» Provided records
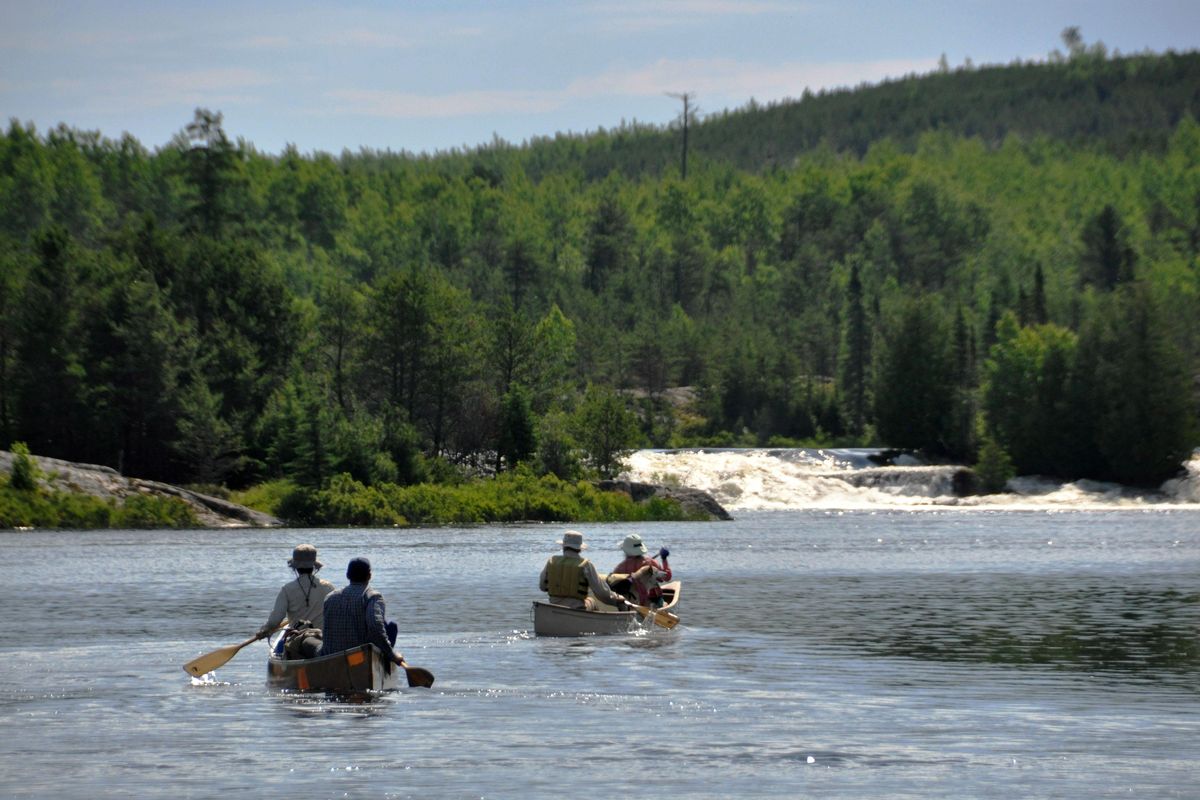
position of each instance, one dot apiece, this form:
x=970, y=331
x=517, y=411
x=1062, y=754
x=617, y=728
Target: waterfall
x=852, y=479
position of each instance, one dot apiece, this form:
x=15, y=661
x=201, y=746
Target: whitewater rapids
x=849, y=479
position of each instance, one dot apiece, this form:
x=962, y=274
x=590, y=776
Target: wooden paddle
x=210, y=661
x=664, y=619
x=418, y=675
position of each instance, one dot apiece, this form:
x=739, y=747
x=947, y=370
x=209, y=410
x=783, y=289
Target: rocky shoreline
x=107, y=483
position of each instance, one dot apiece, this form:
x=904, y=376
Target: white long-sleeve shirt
x=300, y=599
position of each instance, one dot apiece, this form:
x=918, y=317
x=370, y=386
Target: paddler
x=640, y=572
x=567, y=578
x=303, y=599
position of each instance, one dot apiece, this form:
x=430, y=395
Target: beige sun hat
x=573, y=540
x=633, y=545
x=304, y=557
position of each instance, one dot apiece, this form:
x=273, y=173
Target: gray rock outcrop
x=107, y=483
x=693, y=500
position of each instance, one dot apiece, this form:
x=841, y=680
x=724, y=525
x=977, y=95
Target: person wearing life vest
x=641, y=573
x=567, y=578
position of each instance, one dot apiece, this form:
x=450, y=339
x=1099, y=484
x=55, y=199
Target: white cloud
x=639, y=16
x=364, y=37
x=466, y=103
x=724, y=82
x=739, y=80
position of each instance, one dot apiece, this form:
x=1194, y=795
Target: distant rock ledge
x=106, y=482
x=693, y=500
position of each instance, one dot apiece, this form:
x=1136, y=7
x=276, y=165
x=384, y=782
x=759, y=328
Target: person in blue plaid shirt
x=355, y=614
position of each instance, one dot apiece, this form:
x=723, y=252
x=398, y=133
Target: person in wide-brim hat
x=304, y=555
x=640, y=573
x=300, y=600
x=568, y=578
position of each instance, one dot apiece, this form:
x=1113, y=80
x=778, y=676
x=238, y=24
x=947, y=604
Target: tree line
x=209, y=313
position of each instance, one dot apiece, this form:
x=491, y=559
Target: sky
x=427, y=77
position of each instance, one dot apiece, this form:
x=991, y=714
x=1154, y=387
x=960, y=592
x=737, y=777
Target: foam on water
x=849, y=480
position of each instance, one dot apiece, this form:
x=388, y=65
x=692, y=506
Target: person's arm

» What the task requires
Render all of the data above as a numbered list, one line per item, with blank lines and the pictures left out.

» Solution for this task
1. position of each instance, one dot apiece, this form:
2. x=970, y=331
3. x=517, y=411
4. x=1062, y=754
5. x=617, y=728
6. Target: waterfall
7. x=852, y=479
8. position of each instance, one dot apiece, this form:
9. x=15, y=661
10. x=201, y=746
11. Target: whitewater rapids
12. x=849, y=479
13. position of each instance, one dot apiece, this form:
14. x=962, y=274
15. x=590, y=776
16. Target: wooden paddle
17. x=210, y=661
18. x=664, y=619
19. x=418, y=675
20. position of each instance, one dot apiece, this form:
21. x=739, y=747
22. x=947, y=370
23. x=209, y=410
24. x=783, y=289
25. Target: rocky shoreline
26. x=107, y=483
27. position of each instance, one dot apiece, this form:
28. x=904, y=376
29. Target: white long-sleeve shirt
30. x=300, y=599
31. position of each instance, one dot apiece, this form:
32. x=918, y=317
33. x=370, y=386
34. Target: paddler
35. x=640, y=572
36. x=567, y=578
37. x=303, y=599
38. position of each instance, one dot apiece, this form:
39. x=430, y=395
40. Target: beige sun hat
41. x=573, y=540
42. x=633, y=545
43. x=304, y=557
44. position of each instance, one dot apiece, this form:
45. x=273, y=173
46. Target: gray rock outcrop
47. x=107, y=483
48. x=693, y=500
49. position of each instance, one dot apiece, this form:
50. x=841, y=680
51. x=724, y=525
52. x=977, y=95
53. Target: person wearing life vest
54. x=641, y=573
55. x=567, y=578
56. position of each instance, one dot apiece, this form:
57. x=450, y=339
58. x=1099, y=484
59. x=55, y=199
60. Target: white cloud
61. x=639, y=16
62. x=364, y=37
63. x=466, y=103
64. x=724, y=82
65. x=739, y=80
66. position of each instance, one dot apiece, this form:
67. x=1194, y=795
68. Target: distant rock ledge
69. x=106, y=482
70. x=693, y=500
71. position of each instance, one dot apiece, this form:
72. x=1136, y=7
73. x=276, y=165
74. x=384, y=782
75. x=759, y=328
76. Target: person in blue plaid shirt
77. x=355, y=614
78. position of each instance, one dot apiece, this form:
79. x=723, y=252
80. x=398, y=133
81. Target: person in wide-brim hat
82. x=304, y=555
83. x=640, y=573
84. x=300, y=600
85. x=568, y=578
86. position of each instance, one dot apiece, this form:
87. x=1113, y=80
88. x=778, y=676
89. x=238, y=24
90. x=947, y=604
91. Target: tree line
92. x=209, y=313
93. position of each instance, one dot apiece, this form:
94. x=491, y=559
95. Target: sky
96. x=427, y=77
97. position of each instance, one dot apiece, this form:
98. x=991, y=714
99. x=1154, y=387
100. x=960, y=592
101. x=737, y=777
102. Target: foam on water
103. x=849, y=480
104. position of each instance, one dot apiece, this form:
105. x=388, y=65
106. x=692, y=506
107. Target: person's arm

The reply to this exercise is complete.